[Point localization data]
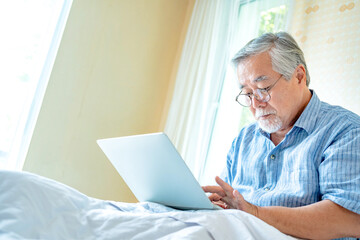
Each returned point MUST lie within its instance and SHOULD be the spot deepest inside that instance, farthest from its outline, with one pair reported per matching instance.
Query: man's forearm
(322, 220)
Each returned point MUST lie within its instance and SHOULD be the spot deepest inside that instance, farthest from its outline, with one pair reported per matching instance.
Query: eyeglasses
(261, 94)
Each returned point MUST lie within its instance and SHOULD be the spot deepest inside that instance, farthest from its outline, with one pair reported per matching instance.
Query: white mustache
(261, 112)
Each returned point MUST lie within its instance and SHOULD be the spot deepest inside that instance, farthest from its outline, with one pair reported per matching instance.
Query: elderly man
(298, 167)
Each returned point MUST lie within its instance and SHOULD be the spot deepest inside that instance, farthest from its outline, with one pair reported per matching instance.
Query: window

◆ PROMPT ◆
Reproduce the lines from the one with "Query: white mustache" to the end of the data exactly, leaving out every earlier line.

◆ TASK RESULT ◆
Query: white mustache
(261, 112)
Each returned point MUST lie within its instance and SHOULD be the spot deepest inside that instance, farthest from its outline, with one pair reported per matching instance.
Query: elderly man
(298, 167)
Each returned point MUST lie within its instance and SHOULD be the spot deepest inside that instance, farthest from its outline, with one pair reported per matching instance.
Query: window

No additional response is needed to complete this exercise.